=== Short exercise 1 ===
In the bocote forum thread, what does Pop_pop1 use bocote to make?

=== Text ===
■ ■ ■

# bocote



## boxer (Sep 15, 2004)

I know it has a waxy texture to it. Has anyone had experience finishing this wood? I didn't know if this was an oily wood that would be better finished with a lacquer, or if I could use a danish oil on it.


----------



## Gilbear (Dec 13, 2005)

Never worked with it myself, but this may be a place to start:

http://curiouswoods.com/wood--Bocote--BOC

You could probably contact them for more specific questions as well


----------



## Pop_pop1 (Sep 10, 2004)

Hi Boxer, I use a lot of Bocote for making pens. It will take a lacquer based friction finish very well. I use a shellac/lacquer base for a seal coat before appling the finish top coat. It is beautiful wood when it's finished. 
It is a high resin wood. If you are going to glue it, I would recommend wiping down your joint surface with acatone prior to glueing. I use CA and Polyeurathane glues for my pens and other turned items. They have worked well for me. Although I haven't used it myself, I'm told that as long as you wipe down the joint area with acatone, yellow woodworkers glue will work fine.

■ ■ ■

=== Rows ===
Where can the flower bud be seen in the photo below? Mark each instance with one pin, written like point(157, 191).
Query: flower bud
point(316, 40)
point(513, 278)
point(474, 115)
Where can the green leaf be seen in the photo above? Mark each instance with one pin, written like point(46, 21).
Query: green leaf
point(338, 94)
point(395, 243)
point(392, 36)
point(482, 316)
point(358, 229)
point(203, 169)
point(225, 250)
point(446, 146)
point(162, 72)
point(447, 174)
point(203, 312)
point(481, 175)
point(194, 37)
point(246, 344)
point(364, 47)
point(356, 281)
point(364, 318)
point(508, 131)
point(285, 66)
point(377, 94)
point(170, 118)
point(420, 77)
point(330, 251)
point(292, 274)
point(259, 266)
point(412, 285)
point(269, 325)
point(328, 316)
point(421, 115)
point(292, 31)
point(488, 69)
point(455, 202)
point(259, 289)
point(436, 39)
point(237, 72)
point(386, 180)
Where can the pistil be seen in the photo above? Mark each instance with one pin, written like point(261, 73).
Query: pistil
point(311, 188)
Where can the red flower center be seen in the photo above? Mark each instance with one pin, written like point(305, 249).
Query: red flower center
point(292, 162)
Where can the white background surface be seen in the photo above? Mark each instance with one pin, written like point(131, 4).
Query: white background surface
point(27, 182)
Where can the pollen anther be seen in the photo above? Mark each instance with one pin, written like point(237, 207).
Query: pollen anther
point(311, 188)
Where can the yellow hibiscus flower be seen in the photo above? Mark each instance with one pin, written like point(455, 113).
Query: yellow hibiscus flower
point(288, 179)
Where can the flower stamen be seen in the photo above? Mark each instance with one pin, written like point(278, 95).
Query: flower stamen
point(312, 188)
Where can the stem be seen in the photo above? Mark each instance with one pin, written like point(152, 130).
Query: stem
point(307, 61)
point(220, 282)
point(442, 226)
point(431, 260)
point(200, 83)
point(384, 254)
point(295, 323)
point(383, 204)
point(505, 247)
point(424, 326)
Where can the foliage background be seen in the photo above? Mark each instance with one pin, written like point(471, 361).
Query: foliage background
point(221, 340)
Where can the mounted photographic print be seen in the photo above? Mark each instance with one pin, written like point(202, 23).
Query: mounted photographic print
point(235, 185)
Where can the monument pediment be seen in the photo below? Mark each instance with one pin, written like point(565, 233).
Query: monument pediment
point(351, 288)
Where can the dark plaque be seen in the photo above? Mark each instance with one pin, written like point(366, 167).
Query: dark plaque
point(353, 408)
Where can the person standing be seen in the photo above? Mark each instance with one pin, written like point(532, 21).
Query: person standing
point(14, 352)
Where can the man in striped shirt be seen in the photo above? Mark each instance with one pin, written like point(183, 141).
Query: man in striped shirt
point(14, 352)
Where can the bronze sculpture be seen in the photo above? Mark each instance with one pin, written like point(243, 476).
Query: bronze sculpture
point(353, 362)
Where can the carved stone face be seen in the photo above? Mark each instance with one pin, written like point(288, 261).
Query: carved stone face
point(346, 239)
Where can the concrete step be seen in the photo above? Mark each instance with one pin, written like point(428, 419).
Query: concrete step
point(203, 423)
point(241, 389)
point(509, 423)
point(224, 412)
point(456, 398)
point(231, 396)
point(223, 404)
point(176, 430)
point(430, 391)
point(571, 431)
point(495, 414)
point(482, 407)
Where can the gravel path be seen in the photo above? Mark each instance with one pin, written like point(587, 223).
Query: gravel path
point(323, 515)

■ ■ ■

=== Short exercise 2 ===
Rewrite a span of the entries, starting at the line that contains "Where can the yellow" and ending with the line that contains "point(482, 407)". Change every "bronze sculpture" in that span to "metal statue", leave everything else as it is, and return only those lines.

=== Task result 1 ===
Pens

=== Task result 2 ===
Where can the yellow hibiscus flower be seen in the photo above? Mark each instance with one pin, written like point(455, 113).
Query: yellow hibiscus flower
point(288, 179)
Where can the flower stamen be seen in the photo above? Mark each instance with one pin, written like point(278, 95).
Query: flower stamen
point(312, 188)
Where can the stem be seen in the photo above? Mark each instance with one pin, written like point(152, 130).
Query: stem
point(307, 61)
point(220, 282)
point(442, 226)
point(431, 260)
point(200, 83)
point(384, 254)
point(295, 323)
point(383, 204)
point(505, 247)
point(424, 326)
Where can the foliage background be seen in the photo above? Mark each instance with one pin, written like point(471, 361).
Query: foliage background
point(221, 340)
Where can the mounted photographic print be seen in the photo above? Mark each instance with one pin, written like point(202, 23).
Query: mounted photographic print
point(235, 185)
Where can the monument pediment be seen in the photo below? Mark each instance with one pin, written like point(565, 233).
Query: monument pediment
point(351, 288)
Where can the dark plaque be seen in the photo above? Mark each instance with one pin, written like point(366, 167).
Query: dark plaque
point(353, 408)
Where can the person standing be seen in the photo above? Mark each instance with one pin, written like point(532, 21).
Query: person standing
point(14, 352)
Where can the man in striped shirt be seen in the photo above? Mark each instance with one pin, written like point(183, 141).
Query: man in striped shirt
point(14, 352)
Where can the metal statue be seen in the photo above? Mark each instance with one pin, written like point(243, 476).
Query: metal statue
point(353, 362)
Where can the carved stone face be seen in the photo above? Mark each instance with one pin, written like point(288, 261).
Query: carved stone face
point(346, 239)
Where can the concrete step be seen in the photo above? Mark each instance with one pin, written like point(428, 419).
Query: concrete step
point(203, 423)
point(241, 389)
point(509, 423)
point(224, 412)
point(456, 398)
point(231, 396)
point(223, 404)
point(176, 430)
point(430, 391)
point(571, 431)
point(495, 414)
point(482, 407)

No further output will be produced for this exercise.